Dataset excerpts on object pointing:
● ● ● ● ●

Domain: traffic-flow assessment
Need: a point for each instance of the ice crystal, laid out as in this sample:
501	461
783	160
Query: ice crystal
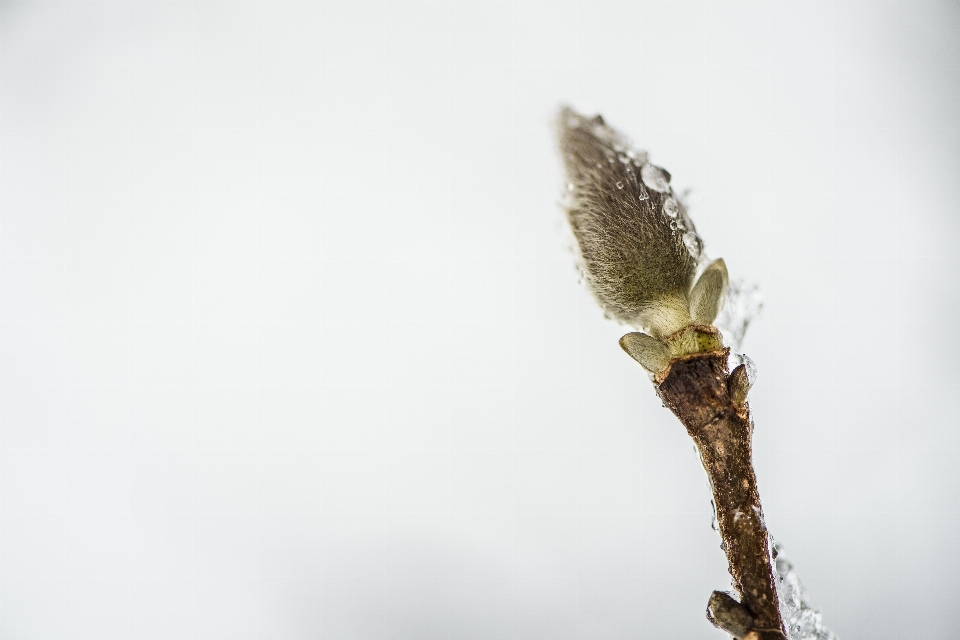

● ● ● ● ●

* Instruction *
Repeat every line of the records above word for word, omitting the pictures.

* Answer for this exercise *
Domain: traffic-flow assessment
Need: a point for each instance of the ice crystal, laid out as in this sample:
501	461
783	160
Query: ice crystal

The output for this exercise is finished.